# drey mason



## tchkal1113 (Mar 31, 2010)

We came across a small drey mason jar today in the woods.  Unfortunately it has a decent size hole on the back. It has a slight purple tint to it (that's probably irrelevant but it's my favorite color so I had to mention it).  Needless to say I'm pretty frustrated =/  I'm hoping to find another, but I wanted to ask are these common jars?  Around what year was this jar made?  I've read a little about Leo Drey and Schram manufacturing and I know they were bought out by the Ball brothers in 1925.  So I'm guessing it was made around that time, but if anyone else has any more insight it would be greatly appreciated!


----------



## beendiggin (Apr 1, 2010)

# Written problem A
In the records, swap "wooden" for "bamboo" in the stretch from the line containing "[574, 328], one" through the line containing "Query: wooden cutting board", changing nothing else, and give back only those lines.
The records have no connection to the mason jar thread above.

# Extracted information
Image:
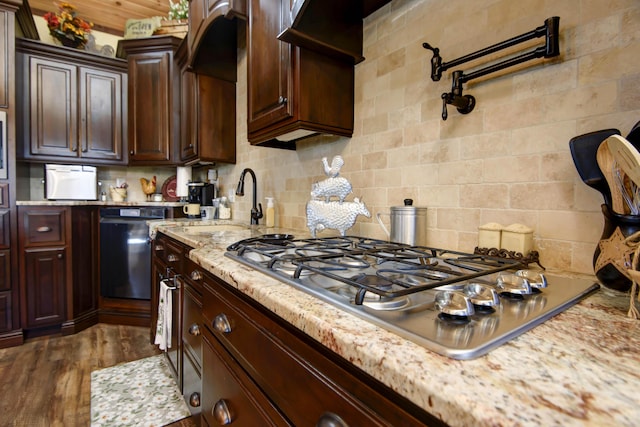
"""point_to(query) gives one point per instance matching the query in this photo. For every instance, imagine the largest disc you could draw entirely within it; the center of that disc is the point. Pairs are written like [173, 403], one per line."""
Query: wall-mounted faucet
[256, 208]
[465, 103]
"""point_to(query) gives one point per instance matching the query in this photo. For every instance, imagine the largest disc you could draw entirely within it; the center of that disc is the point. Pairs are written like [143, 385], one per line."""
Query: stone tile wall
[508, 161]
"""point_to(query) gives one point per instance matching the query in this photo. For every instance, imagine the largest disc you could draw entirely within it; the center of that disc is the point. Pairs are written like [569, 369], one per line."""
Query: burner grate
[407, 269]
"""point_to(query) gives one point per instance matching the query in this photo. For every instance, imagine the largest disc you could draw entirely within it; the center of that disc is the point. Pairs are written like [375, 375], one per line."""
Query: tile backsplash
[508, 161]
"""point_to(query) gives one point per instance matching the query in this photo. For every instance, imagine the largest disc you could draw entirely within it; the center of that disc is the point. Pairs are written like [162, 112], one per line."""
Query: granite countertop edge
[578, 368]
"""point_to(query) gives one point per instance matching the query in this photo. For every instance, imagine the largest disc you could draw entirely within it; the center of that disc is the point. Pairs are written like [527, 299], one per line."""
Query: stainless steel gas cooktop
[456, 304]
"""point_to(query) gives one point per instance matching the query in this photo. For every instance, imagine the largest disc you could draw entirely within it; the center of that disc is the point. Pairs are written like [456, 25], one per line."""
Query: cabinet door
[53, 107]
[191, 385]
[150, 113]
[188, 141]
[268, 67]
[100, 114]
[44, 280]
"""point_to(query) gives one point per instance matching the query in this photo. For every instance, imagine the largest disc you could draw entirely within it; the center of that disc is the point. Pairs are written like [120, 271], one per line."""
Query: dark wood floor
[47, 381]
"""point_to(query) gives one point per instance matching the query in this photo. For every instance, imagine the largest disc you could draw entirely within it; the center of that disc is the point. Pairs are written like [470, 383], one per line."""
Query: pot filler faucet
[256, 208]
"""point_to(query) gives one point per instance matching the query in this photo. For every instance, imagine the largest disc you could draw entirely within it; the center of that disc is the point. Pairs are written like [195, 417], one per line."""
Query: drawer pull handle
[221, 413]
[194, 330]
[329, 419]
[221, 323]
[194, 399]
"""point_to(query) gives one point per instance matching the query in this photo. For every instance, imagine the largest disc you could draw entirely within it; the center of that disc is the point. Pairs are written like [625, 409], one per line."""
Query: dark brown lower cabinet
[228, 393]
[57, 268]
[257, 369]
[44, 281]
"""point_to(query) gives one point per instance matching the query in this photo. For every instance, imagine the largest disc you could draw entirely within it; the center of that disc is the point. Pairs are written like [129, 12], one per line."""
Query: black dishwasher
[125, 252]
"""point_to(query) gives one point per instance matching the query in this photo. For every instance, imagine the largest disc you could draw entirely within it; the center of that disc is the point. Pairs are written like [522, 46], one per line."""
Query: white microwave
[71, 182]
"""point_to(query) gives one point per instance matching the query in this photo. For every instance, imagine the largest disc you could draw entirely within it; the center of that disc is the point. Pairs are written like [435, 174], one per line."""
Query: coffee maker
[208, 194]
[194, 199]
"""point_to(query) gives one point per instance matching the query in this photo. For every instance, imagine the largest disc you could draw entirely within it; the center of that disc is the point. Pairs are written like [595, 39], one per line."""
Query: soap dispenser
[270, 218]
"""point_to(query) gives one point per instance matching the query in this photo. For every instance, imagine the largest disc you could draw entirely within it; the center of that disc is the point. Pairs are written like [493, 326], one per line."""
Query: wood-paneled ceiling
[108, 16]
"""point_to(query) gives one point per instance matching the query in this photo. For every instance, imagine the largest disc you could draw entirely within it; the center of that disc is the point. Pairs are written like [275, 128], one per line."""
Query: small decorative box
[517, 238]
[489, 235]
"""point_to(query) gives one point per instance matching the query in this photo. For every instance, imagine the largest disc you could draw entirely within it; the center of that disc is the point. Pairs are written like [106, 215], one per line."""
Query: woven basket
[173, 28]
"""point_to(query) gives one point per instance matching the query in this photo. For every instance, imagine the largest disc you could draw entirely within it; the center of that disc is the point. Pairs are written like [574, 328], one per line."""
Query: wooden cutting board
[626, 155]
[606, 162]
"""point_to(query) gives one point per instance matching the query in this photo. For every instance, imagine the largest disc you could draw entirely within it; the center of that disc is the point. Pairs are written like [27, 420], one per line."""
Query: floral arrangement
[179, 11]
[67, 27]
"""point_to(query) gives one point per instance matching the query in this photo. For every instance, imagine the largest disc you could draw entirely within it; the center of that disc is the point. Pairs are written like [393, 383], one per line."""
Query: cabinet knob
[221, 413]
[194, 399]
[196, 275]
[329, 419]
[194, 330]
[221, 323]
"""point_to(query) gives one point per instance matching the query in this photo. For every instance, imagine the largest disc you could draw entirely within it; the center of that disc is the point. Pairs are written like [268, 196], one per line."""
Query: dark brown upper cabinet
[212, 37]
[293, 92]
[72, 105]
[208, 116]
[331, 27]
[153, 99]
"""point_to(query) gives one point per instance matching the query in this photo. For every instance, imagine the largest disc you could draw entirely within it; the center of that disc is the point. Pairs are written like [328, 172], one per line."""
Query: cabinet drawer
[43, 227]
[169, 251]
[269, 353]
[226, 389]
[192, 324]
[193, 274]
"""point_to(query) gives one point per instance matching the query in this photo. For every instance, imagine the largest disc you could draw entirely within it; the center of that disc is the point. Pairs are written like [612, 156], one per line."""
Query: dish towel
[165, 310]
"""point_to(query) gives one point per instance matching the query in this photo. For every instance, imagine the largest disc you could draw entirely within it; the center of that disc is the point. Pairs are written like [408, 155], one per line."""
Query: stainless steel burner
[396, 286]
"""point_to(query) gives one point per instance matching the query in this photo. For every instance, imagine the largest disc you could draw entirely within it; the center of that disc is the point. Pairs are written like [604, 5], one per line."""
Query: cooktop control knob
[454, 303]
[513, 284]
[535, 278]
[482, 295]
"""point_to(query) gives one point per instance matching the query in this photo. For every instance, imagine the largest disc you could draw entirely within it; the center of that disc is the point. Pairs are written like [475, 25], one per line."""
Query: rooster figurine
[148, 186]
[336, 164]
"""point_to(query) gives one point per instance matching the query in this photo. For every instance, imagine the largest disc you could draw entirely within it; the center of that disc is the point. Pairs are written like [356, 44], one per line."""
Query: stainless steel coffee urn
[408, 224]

---

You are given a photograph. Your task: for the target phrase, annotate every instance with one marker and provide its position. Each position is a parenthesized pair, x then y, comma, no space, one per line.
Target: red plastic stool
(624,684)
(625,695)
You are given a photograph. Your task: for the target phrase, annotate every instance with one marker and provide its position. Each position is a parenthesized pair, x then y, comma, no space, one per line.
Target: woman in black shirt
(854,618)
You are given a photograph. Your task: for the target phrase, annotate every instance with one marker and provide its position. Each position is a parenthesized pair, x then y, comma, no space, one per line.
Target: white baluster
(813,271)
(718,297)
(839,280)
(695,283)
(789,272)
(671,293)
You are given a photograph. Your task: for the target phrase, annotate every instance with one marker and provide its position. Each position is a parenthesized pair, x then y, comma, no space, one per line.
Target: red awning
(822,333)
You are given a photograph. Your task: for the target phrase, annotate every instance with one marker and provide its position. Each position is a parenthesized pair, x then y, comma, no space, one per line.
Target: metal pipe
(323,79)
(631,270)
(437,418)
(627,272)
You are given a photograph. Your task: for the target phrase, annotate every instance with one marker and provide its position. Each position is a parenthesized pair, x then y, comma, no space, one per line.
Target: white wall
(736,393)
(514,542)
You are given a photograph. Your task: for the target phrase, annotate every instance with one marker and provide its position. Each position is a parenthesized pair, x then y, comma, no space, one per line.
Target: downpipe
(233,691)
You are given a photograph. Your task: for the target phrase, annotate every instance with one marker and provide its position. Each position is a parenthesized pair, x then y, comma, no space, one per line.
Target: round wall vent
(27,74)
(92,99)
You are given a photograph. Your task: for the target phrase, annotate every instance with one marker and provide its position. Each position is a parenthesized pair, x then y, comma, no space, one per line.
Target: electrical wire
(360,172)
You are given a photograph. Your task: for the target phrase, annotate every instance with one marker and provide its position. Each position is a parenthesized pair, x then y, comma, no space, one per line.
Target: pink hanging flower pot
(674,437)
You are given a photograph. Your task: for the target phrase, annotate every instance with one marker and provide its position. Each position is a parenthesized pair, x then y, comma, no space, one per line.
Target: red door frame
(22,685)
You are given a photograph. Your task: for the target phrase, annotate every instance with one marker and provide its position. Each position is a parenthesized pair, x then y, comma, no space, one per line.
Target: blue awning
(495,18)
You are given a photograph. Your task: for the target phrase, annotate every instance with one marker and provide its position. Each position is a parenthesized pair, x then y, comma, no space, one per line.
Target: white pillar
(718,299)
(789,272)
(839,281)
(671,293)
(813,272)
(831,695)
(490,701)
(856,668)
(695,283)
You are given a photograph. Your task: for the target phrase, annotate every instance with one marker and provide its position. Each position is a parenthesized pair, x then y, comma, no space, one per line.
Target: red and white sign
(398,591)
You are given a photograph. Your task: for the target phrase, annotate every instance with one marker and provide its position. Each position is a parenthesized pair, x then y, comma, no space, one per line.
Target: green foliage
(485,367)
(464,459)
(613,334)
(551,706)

# Written problem B
Retype the whole drey mason jar thread word for word.

# Full answer A
"""point_to(query) gives one point per instance matching the query in this photo. For every instance, imagine the largest disc you could draw entirely within it; the center of that disc is the point. Pairs are written like [574, 328], one per line."""
Query: bamboo cutting board

# Full answer B
# drey mason



## tchkal1113 (Mar 31, 2010)

We came across a small drey mason jar today in the woods.  Unfortunately it has a decent size hole on the back. It has a slight purple tint to it (that's probably irrelevant but it's my favorite color so I had to mention it).  Needless to say I'm pretty frustrated =/  I'm hoping to find another, but I wanted to ask are these common jars?  Around what year was this jar made?  I've read a little about Leo Drey and Schram manufacturing and I know they were bought out by the Ball brothers in 1925.  So I'm guessing it was made around that time, but if anyone else has any more insight it would be greatly appreciated!


----------



## beendiggin (Apr 1, 2010)